L'originalité des communautés nouvelles consiste souvent dans le fait qu'il s'agit de groupes d'hommes et de femmes, de clercs et de laïcs, de personnes mariées et célibataires, qui suivent un mode de vie particulier, inspiré parfois par l'une ou l'autre des formes traditionnelles ou bien adapté en fonction des exigences de la société actuelle. Leur engagement de vie évangélique s'exprime aussi sous des formes différentes, tandis que se manifeste, comme orientation générale, une aspiration intense à la vie communautaire, à la pauvreté et à la prière. Des clercs et des laïcs participent au gouvernement suivant leurs compétences. Les visées apostoliques s'ouvrent aux nécessités de la nouvelle évangélisation.

Si, d'une part, il faut se réjouir de l'action de l'Esprit, il est nécessaire, d'autre part, de procéder au discernement des charismes . Pour que l'on puisse parler de vie consacrée, le principe fondamental est que les traits spécifiques des nouvelles communautés et formes de vie apparaissent fondés sur les éléments théologiques et canoniques essentiels, qui sont le propre de la vie consacrée (151). Ce discernement est nécessaire tant au niveau local qu'au niveau universel, en vue d'une obéissance commune à l'unique Esprit. Dans chaque diocèse, l'Evêque examinera l'orthodoxie et le témoignage de vie des fondateurs et des fondatrices de ces communautés, leur spiritualité, la sensibilité ecclésiale dans la réalisation de leur mission, les méthodes de formation et les modes d'entrée dans la communauté; il évaluera avec sagesse les faiblesses éventuelles, en attendant avec patience la preuve des fruits (cf.
Mt 7,16) (152) , pour pouvoir reconnaître l'authenticité du charisme. De manière particulière, il lui est demandé d'établir, à la lumière de critères clairs, l'idonéité de ceux qui, dans ces communautés, demandent à accéder aux Ordres sacrés (153).

151- CIC 573 CIO 410
152- Proposition 13, B.
153- Proposition 13, C.


En vertu du même principe de discernement, on ne peut faire entrer dans la catégorie spécifique de la vie consacrée les formes d'engagement, cependant louables, que des couples chrétiens prennent dans certaines associations ou mouvements ecclésiaux, lorsque, dans l'intention de porter à la perfection de la charité leur amour déjà en quelque sorte "consacré" dans le sacrement du mariage (154), ils confirment par un voeu le devoir de la chasteté propre à la vie conjugale et, sans négliger leurs devoirs envers leurs enfants, ils professent la pauvreté et l'obéissance (155). Par cette précision nécessaire sur la nature de ces expériences, on n'entend pas sous-estimer ce chemin de sanctification particulier, auquel n'est certes pas étrangère l'action de l'Esprit, infiniment riche de dons et d'inspirations.

154- GS 48
155- Proposition 13, A.

- Données extraites
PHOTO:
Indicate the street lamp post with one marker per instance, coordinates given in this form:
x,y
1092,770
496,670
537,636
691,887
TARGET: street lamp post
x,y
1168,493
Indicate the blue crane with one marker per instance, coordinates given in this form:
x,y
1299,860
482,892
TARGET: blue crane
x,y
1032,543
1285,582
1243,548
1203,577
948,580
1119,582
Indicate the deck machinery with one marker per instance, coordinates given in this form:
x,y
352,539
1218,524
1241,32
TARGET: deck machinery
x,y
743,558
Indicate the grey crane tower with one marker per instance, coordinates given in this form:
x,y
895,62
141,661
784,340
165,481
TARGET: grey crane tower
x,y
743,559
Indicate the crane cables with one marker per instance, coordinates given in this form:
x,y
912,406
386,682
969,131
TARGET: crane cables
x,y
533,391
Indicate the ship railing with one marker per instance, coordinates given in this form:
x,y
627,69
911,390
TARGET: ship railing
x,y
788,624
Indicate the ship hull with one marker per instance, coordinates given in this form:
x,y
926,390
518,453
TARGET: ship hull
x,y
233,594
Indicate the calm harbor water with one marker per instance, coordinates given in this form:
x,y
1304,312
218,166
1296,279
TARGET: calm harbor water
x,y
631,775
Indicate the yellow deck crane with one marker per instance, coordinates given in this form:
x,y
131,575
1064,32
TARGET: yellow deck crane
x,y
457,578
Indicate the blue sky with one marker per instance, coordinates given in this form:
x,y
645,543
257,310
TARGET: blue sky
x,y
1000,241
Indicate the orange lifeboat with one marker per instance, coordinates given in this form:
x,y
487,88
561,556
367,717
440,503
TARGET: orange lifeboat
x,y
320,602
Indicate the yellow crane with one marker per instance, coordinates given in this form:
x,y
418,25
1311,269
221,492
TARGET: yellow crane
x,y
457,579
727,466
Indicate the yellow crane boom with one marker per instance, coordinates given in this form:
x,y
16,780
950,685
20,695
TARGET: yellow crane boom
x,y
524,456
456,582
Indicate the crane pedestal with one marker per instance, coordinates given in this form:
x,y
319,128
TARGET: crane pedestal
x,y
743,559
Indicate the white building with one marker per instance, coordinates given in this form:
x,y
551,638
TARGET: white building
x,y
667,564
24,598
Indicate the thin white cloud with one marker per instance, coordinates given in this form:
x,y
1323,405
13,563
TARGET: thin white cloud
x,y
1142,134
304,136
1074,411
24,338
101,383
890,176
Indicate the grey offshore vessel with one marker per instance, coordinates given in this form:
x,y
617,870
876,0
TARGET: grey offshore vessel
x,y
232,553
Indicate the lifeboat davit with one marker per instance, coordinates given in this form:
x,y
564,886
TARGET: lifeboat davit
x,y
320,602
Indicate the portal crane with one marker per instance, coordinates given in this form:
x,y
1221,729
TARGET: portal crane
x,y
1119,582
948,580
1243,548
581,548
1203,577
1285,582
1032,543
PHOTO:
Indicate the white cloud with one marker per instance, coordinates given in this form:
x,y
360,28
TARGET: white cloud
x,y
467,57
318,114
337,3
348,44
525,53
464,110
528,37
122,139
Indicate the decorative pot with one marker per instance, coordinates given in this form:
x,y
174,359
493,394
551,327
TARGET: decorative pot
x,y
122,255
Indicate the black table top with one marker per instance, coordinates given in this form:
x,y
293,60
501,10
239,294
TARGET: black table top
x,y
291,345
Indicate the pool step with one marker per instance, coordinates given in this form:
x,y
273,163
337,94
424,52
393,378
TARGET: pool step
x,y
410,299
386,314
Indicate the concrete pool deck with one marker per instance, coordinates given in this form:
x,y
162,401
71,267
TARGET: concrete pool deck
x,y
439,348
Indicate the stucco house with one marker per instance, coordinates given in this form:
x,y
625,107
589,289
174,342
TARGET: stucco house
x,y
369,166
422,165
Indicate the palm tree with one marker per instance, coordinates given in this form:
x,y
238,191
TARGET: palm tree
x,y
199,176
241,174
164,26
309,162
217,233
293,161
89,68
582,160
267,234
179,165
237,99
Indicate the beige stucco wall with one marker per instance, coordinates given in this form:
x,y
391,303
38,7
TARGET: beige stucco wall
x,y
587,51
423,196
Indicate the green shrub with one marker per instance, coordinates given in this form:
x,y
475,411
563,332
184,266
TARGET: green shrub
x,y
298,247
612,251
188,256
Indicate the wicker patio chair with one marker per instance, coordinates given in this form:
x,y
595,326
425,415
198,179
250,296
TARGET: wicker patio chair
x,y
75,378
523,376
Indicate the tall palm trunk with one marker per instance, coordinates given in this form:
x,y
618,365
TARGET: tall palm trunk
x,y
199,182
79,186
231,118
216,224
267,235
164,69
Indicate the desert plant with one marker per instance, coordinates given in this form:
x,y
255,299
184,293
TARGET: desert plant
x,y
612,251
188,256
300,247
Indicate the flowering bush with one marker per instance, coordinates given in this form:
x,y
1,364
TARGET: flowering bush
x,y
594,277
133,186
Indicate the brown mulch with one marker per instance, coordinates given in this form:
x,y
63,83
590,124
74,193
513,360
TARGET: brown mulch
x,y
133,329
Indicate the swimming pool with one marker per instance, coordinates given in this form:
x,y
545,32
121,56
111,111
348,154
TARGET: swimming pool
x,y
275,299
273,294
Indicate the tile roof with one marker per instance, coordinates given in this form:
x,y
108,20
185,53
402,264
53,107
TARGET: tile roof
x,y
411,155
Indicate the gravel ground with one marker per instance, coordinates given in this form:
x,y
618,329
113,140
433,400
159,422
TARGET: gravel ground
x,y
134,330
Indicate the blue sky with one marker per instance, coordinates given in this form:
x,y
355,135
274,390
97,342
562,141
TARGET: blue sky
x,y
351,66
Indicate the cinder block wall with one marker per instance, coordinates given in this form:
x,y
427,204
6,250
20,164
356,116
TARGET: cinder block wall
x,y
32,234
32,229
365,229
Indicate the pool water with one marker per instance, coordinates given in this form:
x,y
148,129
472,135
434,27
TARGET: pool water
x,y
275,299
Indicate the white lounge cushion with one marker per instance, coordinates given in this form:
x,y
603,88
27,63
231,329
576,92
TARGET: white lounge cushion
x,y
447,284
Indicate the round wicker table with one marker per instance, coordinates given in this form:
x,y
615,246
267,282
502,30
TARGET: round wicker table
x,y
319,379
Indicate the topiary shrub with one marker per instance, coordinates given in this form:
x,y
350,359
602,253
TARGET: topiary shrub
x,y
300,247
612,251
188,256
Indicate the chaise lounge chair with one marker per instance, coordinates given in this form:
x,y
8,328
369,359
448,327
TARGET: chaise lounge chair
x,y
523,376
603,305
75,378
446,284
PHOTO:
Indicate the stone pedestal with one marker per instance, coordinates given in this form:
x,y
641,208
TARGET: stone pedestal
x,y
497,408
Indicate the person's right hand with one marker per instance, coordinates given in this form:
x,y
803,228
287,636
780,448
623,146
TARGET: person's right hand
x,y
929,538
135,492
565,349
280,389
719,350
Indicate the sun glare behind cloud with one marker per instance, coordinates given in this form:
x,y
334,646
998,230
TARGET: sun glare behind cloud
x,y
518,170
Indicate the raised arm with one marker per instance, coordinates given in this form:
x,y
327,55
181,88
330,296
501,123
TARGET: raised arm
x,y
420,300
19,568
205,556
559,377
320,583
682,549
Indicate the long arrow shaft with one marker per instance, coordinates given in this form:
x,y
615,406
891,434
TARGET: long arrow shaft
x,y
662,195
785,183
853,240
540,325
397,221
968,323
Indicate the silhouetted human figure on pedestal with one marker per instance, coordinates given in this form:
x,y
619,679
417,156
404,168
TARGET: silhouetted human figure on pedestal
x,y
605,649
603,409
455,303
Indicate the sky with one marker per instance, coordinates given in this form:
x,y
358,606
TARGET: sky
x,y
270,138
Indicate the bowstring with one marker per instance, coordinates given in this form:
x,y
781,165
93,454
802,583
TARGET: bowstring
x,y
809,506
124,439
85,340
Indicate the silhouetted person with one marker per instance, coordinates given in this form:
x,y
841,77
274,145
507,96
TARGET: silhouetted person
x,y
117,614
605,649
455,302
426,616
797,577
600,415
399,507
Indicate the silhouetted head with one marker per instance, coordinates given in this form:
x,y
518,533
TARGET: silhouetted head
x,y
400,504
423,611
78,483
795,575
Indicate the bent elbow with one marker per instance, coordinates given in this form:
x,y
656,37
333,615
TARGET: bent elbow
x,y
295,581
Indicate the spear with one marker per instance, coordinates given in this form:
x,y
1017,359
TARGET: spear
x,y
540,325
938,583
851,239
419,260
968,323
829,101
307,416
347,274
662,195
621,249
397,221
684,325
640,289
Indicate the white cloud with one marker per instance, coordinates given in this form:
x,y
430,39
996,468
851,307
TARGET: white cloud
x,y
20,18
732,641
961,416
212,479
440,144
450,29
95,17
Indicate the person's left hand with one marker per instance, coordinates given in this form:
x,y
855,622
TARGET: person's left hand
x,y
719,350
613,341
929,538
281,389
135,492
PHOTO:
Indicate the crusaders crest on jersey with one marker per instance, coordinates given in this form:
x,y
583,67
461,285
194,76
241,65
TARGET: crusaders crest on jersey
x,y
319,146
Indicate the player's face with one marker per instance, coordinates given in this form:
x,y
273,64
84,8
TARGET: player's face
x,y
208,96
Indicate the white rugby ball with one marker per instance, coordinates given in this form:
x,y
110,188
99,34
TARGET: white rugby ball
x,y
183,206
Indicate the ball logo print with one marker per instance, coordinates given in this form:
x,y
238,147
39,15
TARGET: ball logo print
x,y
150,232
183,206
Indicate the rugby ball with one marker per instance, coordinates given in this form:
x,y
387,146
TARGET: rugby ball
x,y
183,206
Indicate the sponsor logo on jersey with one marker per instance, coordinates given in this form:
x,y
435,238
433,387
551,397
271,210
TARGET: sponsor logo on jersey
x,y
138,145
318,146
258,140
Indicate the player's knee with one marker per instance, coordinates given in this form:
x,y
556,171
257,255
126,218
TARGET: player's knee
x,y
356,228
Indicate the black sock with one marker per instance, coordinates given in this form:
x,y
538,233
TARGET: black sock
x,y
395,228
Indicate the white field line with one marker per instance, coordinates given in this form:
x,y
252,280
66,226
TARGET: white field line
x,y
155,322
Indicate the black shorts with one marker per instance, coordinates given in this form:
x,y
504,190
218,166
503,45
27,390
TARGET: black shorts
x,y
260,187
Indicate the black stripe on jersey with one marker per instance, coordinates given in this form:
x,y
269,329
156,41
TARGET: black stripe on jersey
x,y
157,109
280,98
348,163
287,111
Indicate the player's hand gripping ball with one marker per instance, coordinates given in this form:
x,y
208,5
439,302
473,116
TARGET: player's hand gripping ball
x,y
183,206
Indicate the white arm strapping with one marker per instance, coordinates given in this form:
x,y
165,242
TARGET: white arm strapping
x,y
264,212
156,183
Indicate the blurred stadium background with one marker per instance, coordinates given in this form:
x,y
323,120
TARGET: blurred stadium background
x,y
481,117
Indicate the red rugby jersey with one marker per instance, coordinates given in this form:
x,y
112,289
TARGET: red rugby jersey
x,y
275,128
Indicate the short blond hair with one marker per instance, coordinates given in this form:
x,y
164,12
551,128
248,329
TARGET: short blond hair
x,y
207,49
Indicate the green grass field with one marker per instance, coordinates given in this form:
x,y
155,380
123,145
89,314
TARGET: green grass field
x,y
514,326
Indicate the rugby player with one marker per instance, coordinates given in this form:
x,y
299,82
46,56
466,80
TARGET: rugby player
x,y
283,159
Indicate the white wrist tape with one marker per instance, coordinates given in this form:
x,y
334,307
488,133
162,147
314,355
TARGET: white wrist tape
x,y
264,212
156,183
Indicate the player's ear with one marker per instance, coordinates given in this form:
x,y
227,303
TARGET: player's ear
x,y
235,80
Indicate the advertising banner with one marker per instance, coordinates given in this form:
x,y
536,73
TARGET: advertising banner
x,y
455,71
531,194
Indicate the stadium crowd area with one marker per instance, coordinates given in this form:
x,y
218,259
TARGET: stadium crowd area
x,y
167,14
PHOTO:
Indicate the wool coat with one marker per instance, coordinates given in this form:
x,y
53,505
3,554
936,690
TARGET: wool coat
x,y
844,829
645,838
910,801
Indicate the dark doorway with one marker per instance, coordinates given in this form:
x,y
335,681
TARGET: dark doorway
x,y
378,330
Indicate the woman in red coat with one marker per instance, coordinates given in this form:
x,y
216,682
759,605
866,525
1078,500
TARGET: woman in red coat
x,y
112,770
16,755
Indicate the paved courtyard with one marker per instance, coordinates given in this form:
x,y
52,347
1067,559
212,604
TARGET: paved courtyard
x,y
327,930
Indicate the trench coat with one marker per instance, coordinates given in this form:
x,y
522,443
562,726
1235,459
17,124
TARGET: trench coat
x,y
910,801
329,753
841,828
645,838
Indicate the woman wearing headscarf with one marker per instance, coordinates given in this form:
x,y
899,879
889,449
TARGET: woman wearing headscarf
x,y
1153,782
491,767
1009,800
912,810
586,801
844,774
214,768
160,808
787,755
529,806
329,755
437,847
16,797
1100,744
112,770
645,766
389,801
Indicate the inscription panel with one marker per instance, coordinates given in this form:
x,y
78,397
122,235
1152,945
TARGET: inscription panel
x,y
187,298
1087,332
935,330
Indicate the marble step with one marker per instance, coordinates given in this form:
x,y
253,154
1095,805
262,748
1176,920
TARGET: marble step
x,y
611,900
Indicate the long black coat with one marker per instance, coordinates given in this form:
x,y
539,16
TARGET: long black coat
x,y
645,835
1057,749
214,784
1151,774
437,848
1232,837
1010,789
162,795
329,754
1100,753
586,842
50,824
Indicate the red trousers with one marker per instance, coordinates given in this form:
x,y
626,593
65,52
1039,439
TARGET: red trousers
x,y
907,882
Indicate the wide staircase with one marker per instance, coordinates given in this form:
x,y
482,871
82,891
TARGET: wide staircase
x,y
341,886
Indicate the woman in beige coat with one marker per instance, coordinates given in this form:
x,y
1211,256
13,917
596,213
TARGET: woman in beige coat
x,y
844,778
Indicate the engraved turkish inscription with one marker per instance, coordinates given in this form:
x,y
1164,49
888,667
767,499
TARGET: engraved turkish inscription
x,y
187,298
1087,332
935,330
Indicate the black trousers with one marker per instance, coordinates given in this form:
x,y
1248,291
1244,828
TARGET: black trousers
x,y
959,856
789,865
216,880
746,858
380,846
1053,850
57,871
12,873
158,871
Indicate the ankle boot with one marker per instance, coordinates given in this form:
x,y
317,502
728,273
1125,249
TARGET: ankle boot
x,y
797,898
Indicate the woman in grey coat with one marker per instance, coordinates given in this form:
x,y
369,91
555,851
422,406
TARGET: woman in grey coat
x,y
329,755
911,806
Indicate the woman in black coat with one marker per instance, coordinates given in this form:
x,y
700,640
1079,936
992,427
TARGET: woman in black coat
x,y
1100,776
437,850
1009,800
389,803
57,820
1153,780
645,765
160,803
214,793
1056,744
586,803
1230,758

- Défis
A. D'après le texte sur les communautés nouvelles, qui participe au gouvernement de ces communautés ?
B. Compte les lignes des enregistrements qui contiennent la chaîne "left", en tenant compte de la casse, et donne uniquement ce nombre.

- Réponses aux exercices
A. Des clercs et des laïcs, suivant leurs compétences.

B. 2